**Region pointing data:**
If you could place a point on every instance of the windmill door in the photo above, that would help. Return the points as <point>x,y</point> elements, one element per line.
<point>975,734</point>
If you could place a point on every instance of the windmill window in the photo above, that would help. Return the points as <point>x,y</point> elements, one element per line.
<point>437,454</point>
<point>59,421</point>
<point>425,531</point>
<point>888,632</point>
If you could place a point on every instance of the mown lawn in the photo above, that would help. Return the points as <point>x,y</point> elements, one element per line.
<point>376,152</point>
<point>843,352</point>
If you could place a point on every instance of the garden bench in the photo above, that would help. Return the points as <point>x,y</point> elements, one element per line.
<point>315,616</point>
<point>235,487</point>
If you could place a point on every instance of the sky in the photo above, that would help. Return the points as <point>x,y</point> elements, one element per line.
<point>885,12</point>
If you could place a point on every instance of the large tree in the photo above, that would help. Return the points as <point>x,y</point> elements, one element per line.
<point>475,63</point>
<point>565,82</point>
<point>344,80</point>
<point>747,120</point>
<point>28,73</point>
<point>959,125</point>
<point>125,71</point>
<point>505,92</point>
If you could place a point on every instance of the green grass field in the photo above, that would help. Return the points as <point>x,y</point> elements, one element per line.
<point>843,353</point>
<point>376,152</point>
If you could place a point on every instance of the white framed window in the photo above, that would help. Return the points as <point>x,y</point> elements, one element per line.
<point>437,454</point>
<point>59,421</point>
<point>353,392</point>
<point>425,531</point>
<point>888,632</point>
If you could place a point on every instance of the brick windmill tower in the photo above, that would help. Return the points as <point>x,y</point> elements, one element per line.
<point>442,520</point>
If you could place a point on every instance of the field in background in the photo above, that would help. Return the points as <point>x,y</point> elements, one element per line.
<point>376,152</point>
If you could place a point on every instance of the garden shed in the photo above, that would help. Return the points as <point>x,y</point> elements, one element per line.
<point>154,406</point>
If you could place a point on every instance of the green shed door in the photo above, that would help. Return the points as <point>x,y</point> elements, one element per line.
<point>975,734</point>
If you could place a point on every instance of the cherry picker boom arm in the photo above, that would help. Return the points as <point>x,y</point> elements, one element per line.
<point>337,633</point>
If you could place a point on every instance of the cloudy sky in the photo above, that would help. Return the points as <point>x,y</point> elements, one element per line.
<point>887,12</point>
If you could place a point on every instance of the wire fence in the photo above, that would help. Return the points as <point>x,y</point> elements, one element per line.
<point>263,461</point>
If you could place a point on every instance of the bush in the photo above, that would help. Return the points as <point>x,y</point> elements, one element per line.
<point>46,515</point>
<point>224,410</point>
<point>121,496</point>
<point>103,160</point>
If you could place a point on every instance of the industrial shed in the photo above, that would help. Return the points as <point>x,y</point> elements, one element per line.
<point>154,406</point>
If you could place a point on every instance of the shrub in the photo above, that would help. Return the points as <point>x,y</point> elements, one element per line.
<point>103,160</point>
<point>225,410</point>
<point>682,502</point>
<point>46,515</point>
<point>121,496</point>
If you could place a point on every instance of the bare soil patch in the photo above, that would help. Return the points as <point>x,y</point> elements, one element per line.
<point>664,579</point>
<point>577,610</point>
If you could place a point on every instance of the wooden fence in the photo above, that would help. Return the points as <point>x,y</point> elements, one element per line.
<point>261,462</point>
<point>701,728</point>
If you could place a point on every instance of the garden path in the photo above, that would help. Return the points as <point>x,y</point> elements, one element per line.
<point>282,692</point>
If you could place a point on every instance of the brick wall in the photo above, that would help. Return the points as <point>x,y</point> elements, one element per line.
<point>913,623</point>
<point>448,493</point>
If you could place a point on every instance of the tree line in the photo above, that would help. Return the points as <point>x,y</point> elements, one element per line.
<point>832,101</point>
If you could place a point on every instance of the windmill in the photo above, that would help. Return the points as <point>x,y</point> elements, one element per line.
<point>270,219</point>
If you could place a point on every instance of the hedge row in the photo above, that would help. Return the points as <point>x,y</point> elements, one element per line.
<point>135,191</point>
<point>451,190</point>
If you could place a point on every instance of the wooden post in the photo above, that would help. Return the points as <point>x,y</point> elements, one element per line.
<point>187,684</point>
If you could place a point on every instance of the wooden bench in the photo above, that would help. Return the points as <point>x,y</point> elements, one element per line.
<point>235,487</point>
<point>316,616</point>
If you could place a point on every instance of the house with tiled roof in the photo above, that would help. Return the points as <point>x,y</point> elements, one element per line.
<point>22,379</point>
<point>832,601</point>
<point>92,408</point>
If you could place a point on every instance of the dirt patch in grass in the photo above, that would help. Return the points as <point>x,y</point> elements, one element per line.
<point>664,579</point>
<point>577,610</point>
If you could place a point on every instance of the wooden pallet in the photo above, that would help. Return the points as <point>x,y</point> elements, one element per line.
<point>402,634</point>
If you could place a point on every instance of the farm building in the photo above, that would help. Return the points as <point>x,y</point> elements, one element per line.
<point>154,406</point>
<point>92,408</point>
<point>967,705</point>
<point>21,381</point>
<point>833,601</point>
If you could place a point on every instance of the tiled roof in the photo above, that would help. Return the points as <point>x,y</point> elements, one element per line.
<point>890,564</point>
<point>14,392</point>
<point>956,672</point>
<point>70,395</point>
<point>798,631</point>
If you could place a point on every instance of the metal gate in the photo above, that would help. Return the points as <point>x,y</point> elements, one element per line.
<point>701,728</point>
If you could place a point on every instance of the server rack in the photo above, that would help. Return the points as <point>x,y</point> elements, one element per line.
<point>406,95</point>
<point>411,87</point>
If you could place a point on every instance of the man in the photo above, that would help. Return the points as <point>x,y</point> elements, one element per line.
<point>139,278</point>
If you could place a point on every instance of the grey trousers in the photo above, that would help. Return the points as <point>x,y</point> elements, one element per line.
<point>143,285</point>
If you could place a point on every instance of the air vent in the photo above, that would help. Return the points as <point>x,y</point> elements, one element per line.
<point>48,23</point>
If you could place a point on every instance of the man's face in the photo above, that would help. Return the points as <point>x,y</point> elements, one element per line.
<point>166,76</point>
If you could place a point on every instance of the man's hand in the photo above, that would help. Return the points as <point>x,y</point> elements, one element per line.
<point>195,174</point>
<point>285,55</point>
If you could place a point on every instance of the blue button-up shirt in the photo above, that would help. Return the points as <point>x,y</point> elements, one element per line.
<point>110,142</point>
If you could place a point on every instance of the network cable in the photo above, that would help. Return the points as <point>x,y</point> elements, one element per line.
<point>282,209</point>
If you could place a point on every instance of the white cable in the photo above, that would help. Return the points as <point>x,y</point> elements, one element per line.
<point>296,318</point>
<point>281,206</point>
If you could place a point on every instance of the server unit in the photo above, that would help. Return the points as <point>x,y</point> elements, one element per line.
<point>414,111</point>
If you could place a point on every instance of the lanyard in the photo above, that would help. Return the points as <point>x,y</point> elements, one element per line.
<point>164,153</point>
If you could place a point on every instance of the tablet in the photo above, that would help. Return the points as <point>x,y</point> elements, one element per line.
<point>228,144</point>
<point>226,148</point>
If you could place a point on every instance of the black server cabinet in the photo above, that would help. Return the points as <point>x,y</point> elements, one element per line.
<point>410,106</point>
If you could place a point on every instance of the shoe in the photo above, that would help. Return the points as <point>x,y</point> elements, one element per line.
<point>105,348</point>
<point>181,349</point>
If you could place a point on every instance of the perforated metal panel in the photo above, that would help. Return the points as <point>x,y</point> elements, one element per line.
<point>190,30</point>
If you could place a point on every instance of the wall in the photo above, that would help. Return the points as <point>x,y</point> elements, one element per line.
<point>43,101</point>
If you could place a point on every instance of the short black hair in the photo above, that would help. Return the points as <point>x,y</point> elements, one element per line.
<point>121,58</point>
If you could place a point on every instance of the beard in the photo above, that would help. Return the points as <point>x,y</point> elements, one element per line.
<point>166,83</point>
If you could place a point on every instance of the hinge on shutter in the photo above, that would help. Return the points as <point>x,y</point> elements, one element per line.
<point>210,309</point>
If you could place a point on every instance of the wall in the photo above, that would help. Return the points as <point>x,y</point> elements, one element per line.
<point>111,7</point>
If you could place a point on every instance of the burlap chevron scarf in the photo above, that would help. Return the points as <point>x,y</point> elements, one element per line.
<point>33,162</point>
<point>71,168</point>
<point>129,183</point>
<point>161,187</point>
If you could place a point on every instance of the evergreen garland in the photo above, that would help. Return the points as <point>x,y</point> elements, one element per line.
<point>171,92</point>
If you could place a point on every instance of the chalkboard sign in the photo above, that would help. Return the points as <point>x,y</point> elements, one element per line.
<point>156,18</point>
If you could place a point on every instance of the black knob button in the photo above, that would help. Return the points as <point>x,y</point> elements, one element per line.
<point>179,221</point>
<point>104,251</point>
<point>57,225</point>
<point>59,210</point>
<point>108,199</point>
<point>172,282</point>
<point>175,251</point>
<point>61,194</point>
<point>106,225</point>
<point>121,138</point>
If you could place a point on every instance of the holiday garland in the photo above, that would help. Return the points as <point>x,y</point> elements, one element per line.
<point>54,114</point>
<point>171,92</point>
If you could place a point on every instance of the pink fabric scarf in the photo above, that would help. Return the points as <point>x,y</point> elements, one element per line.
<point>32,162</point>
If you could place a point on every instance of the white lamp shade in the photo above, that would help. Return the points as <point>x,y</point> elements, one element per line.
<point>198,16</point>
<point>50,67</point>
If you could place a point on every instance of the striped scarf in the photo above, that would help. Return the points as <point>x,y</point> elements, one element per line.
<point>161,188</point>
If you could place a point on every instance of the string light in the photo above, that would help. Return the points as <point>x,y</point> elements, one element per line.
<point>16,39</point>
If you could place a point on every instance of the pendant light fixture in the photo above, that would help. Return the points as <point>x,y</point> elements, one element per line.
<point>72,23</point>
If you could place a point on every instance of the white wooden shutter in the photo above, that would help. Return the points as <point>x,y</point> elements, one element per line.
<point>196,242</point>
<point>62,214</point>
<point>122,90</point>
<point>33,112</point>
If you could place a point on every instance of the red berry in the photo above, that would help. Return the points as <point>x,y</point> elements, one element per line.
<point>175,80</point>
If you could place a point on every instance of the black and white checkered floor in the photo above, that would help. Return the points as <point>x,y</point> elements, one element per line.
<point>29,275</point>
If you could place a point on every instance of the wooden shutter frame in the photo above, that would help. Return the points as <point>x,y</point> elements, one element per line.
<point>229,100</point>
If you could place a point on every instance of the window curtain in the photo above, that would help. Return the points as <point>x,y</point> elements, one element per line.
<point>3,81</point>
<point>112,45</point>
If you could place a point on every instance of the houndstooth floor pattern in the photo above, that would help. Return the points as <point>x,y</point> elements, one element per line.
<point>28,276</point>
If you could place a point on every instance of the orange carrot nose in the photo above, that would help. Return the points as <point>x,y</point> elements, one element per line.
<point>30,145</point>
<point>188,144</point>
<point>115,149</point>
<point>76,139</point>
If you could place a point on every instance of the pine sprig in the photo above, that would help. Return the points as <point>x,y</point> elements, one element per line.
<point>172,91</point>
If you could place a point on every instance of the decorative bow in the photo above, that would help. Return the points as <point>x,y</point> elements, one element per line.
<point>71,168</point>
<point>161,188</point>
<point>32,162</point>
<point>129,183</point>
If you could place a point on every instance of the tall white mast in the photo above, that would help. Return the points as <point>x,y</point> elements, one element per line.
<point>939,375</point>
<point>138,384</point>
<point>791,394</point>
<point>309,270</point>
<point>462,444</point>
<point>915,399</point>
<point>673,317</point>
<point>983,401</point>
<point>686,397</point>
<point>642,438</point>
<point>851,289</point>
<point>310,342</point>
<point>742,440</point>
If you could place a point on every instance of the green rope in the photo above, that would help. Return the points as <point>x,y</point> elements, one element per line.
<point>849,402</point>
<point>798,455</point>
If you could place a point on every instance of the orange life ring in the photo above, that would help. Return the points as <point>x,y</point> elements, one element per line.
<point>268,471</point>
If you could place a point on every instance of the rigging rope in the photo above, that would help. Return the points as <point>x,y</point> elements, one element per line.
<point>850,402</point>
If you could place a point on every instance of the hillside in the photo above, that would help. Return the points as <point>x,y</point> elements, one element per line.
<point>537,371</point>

**WHAT THIS TASK INVOLVES:** Using the records above, write out exactly the lines from the one containing "of the rigging" through the last, and add nothing.

**TASK RESULT:**
If you could place a point on every instance of the rigging rope in the photo above, that would help. Return the points as <point>x,y</point> elements, one element per line.
<point>850,402</point>
If you could place a point on every instance of the hillside in the photo above, that would help. Return the points as <point>x,y</point> elements, one element per line.
<point>537,371</point>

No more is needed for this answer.